▶ [Teks Halaman]
_ _ _ _
Apalagi jika agama bersinergi dengan politik. Dan politik mempolitisasi agama hasilnya adalah “SEGREGASI SOSIAL” menajam dan agama menjadi candu yang menenggelamkan nalar sehat. Intelektual yang menggoreng isu intoleransi demi kemenangan sesaat, sebenarnya dia telah melacurkan dirinya terhadap makna sesungguhnya dari Nasionalisme.
Merawat Kebhinnekaan adalah keharusan sebagai perekat dan pemersatu bangsa ini. Jangan sampai karena agama, bangsa dan negara pecah. Akibat kemajemukan masyarakat muncul saling membenci dan saling menghabisi karena agama. Tragis dan ironisnya karena semua agama mengajarkan kasih sayang.
Realitas diatas memperlihatkan bahwa penataan kehidupan sosial-politik nasional dengan penerapan konsep Bhinneka Tunggal Ika serta demokrasi Pancasila kini kembali mendapatkan ujian dari kelompok yang memiliki militansi untuk menerapkan sistem berbasis negara asing yang mereka yakini sebagai solusi masalah dan menggantikan Pancasila. Berpotensi dapat merobek keutuhan NKRI, menandakan bahwa belum seluruh elemen bangsa menerima idiologi Pancasila dengan tulus.
Bangsa kita selama tahun 2017 telah menghadapi ujian berat di bidang: politik, ekonomi serta keamanan nasional. Bangsa kita masih memerlukan pertumbuhan ekonomi tinggi kedepan, sehingga dapat menciptakan lapangan pekerjaan, dan mempercepat upaya perbaikan pemerataan pendidikan. Oleh sebab itu persatuan dan kesatuan bangsa merupakan hal yang sangat fundamental.
Dengan tetap merawat Kebhinnekaan, maka setiap komponen masyarakat dapat saling bersinergi merespons perubahan- perubahan eksternal, baik dalam konstalasi perkembangan kehidupan global, maupun dalam konstalasi dan kontestasi dinamika sosial, iptek, budaya dan sumber daya ditingkat nasional dalam arti yang luas.
_ _ _ _
▶ [Tugas yang Dikerjakan] Tulis ulang persis bagian teks halaman tentang Kebhinnekaan di antara "Apalagi jika agama" dan "mengajarkan kasih sayang.", termasuk kedua batas tersebut.
_ _ _ _
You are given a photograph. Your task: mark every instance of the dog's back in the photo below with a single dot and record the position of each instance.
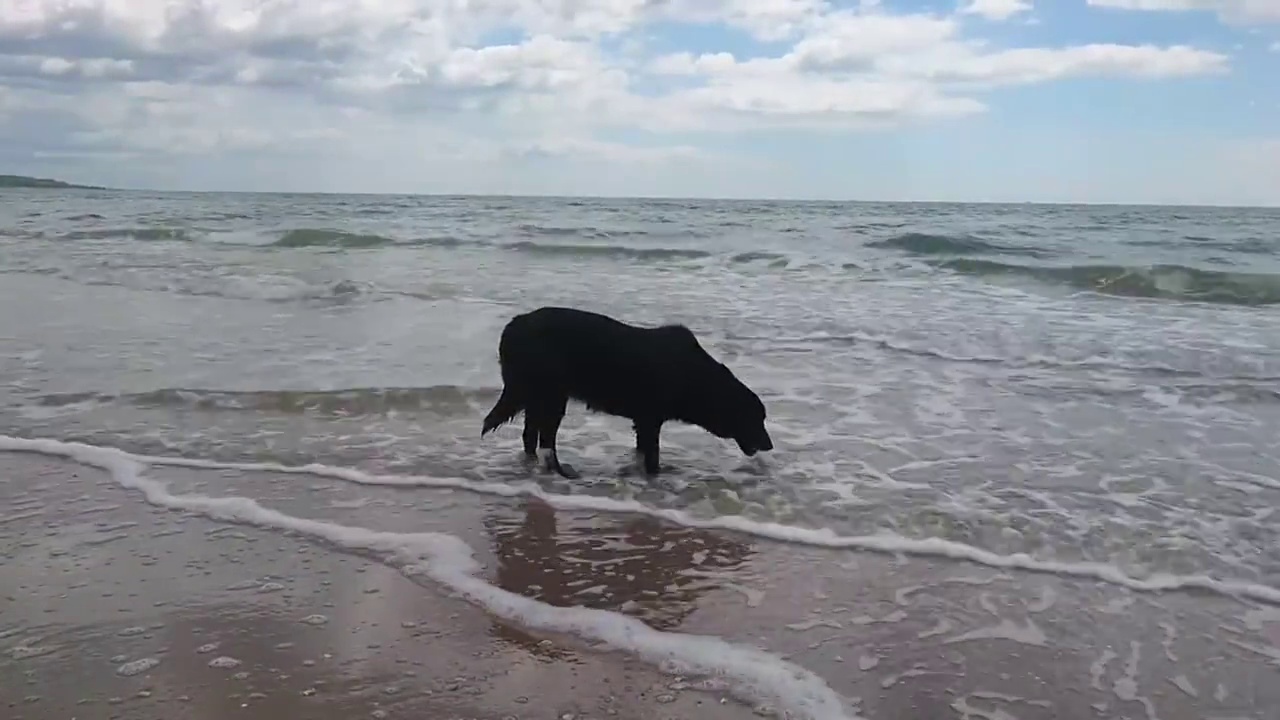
(652, 376)
(609, 365)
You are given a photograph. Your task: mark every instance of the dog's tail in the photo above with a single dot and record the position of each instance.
(504, 411)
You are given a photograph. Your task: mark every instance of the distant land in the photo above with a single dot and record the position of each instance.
(24, 181)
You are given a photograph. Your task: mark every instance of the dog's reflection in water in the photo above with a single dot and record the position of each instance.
(636, 565)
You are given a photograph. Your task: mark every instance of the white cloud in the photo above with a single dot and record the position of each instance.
(1233, 10)
(996, 9)
(375, 83)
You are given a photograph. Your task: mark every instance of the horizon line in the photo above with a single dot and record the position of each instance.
(672, 197)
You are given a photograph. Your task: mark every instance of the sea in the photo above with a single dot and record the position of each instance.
(1092, 391)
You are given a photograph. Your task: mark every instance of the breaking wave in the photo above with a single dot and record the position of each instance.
(924, 244)
(1164, 282)
(339, 402)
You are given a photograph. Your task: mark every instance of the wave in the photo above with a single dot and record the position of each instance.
(119, 461)
(620, 251)
(1164, 282)
(310, 237)
(1095, 363)
(924, 244)
(341, 402)
(753, 674)
(144, 235)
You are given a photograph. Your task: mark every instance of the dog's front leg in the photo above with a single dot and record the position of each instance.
(647, 445)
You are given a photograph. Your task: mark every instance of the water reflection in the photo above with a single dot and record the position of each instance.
(635, 565)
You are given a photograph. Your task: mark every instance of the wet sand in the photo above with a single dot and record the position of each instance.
(110, 607)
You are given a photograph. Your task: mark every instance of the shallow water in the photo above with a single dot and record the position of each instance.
(1093, 387)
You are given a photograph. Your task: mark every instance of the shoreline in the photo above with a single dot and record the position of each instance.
(922, 636)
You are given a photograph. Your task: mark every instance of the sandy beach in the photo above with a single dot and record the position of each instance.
(114, 607)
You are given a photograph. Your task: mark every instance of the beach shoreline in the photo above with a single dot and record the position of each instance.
(219, 618)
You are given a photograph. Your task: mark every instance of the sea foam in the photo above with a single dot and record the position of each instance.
(754, 675)
(883, 542)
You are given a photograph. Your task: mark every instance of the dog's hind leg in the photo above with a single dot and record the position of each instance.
(548, 415)
(503, 411)
(647, 445)
(530, 436)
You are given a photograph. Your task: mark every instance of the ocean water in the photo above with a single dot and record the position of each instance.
(1092, 391)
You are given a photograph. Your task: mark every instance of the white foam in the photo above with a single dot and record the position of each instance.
(818, 537)
(757, 675)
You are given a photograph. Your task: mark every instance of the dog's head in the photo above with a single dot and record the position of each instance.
(731, 410)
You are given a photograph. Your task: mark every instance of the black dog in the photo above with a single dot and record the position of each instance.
(648, 374)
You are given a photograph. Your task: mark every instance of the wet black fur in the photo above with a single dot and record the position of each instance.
(652, 376)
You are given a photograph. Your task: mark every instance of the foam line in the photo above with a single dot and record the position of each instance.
(754, 674)
(817, 537)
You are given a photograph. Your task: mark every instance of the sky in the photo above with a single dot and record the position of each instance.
(1168, 101)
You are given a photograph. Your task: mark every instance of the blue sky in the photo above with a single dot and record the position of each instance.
(987, 100)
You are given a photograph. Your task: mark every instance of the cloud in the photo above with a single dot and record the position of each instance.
(996, 9)
(393, 86)
(1232, 10)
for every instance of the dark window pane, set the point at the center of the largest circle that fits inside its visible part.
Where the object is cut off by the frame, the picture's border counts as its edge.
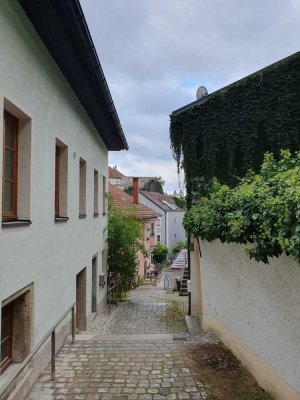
(8, 196)
(9, 141)
(9, 164)
(4, 328)
(5, 350)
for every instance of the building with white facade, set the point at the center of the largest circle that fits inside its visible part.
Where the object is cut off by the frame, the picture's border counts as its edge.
(58, 123)
(169, 228)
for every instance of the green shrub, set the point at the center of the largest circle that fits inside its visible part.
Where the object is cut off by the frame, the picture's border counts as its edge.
(179, 246)
(263, 210)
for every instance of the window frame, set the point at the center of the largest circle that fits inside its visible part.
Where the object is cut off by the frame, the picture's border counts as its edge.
(57, 181)
(104, 206)
(96, 193)
(10, 215)
(7, 361)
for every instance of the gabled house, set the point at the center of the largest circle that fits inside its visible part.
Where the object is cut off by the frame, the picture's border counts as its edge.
(58, 122)
(115, 177)
(169, 228)
(131, 204)
(125, 182)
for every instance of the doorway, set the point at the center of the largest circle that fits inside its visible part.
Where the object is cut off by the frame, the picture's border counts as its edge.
(81, 320)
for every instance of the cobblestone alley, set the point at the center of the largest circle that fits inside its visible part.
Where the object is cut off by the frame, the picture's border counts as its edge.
(133, 354)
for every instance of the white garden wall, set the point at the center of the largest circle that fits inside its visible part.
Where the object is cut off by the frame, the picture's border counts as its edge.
(257, 304)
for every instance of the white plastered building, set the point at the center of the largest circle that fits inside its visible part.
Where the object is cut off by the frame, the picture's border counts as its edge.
(58, 122)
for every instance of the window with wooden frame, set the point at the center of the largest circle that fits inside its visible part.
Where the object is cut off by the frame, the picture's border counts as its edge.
(82, 188)
(16, 312)
(61, 181)
(96, 193)
(10, 167)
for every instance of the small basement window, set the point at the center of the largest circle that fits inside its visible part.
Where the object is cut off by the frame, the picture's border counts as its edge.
(15, 318)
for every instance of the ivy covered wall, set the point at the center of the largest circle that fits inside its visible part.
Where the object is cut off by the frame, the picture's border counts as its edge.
(229, 131)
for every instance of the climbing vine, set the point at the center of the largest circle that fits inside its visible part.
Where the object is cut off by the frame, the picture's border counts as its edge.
(263, 210)
(228, 133)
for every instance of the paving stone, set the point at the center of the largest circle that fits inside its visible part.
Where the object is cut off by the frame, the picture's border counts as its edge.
(127, 366)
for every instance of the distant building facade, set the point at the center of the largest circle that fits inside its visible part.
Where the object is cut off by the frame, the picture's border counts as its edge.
(130, 204)
(125, 182)
(169, 228)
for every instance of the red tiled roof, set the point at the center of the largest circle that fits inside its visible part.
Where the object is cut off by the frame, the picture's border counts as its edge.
(162, 200)
(124, 201)
(114, 173)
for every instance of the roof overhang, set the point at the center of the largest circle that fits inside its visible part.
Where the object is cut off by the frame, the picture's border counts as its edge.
(64, 31)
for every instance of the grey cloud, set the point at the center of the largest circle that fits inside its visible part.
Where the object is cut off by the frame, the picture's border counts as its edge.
(154, 52)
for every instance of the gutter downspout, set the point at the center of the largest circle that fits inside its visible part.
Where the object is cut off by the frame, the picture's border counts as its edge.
(189, 272)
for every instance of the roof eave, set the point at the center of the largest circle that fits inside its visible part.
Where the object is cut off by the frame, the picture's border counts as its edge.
(64, 31)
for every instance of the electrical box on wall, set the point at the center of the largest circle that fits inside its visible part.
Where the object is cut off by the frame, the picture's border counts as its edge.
(102, 279)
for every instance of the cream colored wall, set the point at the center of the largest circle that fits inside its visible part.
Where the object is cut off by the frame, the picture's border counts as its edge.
(48, 254)
(196, 282)
(254, 307)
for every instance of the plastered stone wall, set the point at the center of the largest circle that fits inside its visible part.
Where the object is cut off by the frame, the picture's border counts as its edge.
(48, 255)
(258, 303)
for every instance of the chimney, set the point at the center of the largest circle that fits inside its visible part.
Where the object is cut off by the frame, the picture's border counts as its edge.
(136, 190)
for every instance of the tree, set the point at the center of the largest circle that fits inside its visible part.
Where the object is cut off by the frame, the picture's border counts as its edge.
(124, 243)
(180, 201)
(129, 190)
(160, 253)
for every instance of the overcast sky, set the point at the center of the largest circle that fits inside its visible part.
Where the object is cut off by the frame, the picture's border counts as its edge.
(155, 53)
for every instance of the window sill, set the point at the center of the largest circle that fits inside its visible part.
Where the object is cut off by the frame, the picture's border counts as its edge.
(61, 219)
(16, 222)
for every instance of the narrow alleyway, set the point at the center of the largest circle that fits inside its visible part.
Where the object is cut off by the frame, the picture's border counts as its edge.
(131, 354)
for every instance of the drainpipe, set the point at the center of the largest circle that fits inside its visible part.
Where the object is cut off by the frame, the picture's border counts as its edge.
(136, 190)
(189, 273)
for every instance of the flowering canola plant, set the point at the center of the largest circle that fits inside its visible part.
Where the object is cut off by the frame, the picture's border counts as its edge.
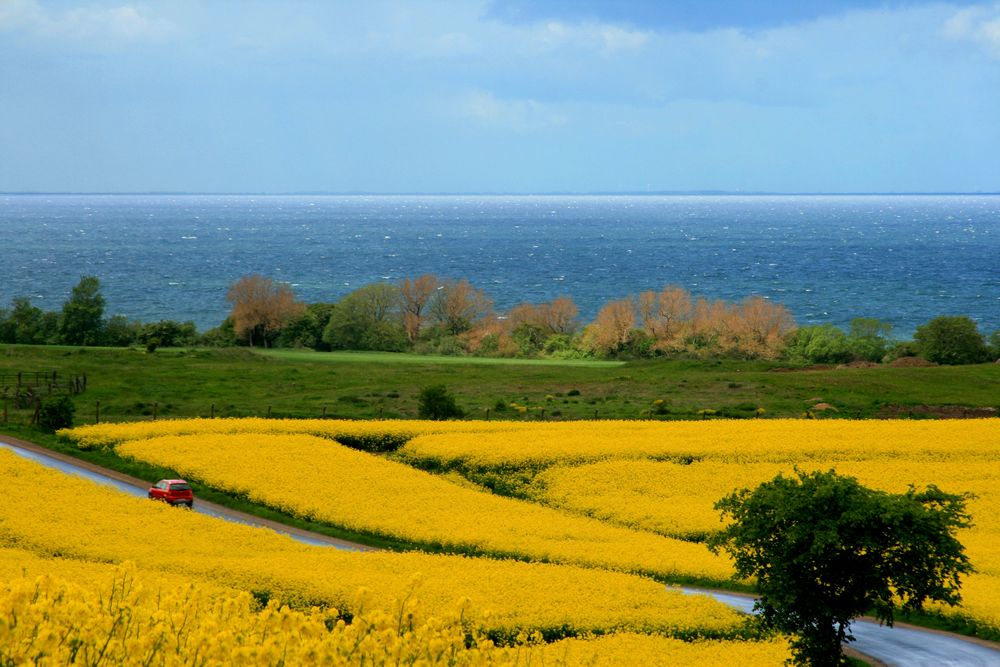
(139, 618)
(318, 479)
(649, 478)
(49, 514)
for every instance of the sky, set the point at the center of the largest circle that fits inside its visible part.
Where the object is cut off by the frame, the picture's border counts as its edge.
(504, 96)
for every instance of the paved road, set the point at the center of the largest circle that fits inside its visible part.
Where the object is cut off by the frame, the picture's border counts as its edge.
(902, 646)
(138, 487)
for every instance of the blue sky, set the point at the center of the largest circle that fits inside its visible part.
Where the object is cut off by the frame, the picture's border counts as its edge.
(506, 96)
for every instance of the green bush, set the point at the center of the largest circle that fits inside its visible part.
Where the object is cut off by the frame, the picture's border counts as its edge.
(437, 403)
(56, 412)
(951, 340)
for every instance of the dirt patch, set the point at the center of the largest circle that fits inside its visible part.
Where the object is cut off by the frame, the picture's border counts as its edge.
(911, 362)
(814, 367)
(935, 412)
(859, 364)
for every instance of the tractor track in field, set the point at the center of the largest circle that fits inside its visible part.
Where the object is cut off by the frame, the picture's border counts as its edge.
(901, 646)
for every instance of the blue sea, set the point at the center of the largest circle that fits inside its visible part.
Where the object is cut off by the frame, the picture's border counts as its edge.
(902, 259)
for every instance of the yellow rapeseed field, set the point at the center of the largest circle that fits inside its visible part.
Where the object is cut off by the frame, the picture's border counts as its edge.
(758, 440)
(643, 478)
(50, 515)
(318, 479)
(135, 617)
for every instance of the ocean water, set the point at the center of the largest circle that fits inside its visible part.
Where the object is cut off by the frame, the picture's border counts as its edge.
(903, 259)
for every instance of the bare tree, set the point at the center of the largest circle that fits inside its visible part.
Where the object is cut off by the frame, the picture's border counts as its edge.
(415, 295)
(762, 326)
(559, 315)
(613, 326)
(664, 313)
(261, 306)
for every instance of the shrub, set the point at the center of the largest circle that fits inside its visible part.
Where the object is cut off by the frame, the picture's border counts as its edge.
(951, 340)
(56, 412)
(437, 403)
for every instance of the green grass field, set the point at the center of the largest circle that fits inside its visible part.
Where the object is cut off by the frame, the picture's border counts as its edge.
(311, 356)
(132, 384)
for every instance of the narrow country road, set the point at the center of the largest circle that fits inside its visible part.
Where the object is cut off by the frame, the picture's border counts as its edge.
(902, 646)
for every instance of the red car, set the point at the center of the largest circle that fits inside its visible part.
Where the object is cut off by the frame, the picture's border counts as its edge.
(173, 491)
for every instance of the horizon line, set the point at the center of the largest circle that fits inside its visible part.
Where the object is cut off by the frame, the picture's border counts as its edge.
(552, 193)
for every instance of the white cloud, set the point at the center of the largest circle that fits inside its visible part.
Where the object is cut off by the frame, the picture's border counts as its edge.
(98, 26)
(486, 110)
(603, 38)
(979, 25)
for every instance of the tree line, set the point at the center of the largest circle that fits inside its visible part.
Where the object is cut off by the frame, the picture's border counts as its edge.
(433, 315)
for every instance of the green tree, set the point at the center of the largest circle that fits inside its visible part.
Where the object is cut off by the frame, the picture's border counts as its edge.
(825, 550)
(951, 340)
(261, 307)
(869, 338)
(822, 344)
(120, 332)
(437, 403)
(306, 330)
(994, 345)
(82, 316)
(26, 324)
(56, 412)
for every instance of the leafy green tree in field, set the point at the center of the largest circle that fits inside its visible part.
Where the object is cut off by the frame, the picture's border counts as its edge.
(825, 550)
(306, 330)
(869, 338)
(951, 340)
(994, 344)
(822, 344)
(56, 412)
(82, 320)
(437, 403)
(27, 324)
(119, 331)
(168, 333)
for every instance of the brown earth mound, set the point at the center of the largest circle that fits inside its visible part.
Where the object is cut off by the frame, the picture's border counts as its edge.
(859, 364)
(935, 411)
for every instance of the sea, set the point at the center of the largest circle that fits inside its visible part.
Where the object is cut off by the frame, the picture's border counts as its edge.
(902, 259)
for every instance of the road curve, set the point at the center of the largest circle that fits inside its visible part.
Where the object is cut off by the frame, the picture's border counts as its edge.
(900, 646)
(138, 487)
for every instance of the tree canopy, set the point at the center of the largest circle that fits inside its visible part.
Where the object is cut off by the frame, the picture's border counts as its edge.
(951, 340)
(261, 306)
(83, 314)
(824, 550)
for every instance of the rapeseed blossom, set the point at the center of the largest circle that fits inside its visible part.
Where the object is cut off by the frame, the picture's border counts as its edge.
(315, 478)
(49, 514)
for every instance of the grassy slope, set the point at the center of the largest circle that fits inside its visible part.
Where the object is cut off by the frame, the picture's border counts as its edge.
(187, 383)
(300, 384)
_ _ _ _
▶ [Penyelesaian Latihan]
Apalagi jika agama bersinergi dengan politik. Dan politik mempolitisasi agama hasilnya adalah “SEGREGASI SOSIAL” menajam dan agama menjadi candu yang menenggelamkan nalar sehat. Intelektual yang menggoreng isu intoleransi demi kemenangan sesaat, sebenarnya dia telah melacurkan dirinya terhadap makna sesungguhnya dari Nasionalisme.
Merawat Kebhinnekaan adalah keharusan sebagai perekat dan pemersatu bangsa ini. Jangan sampai karena agama, bangsa dan negara pecah. Akibat kemajemukan masyarakat muncul saling membenci dan saling menghabisi karena agama. Tragis dan ironisnya karena semua agama mengajarkan kasih sayang.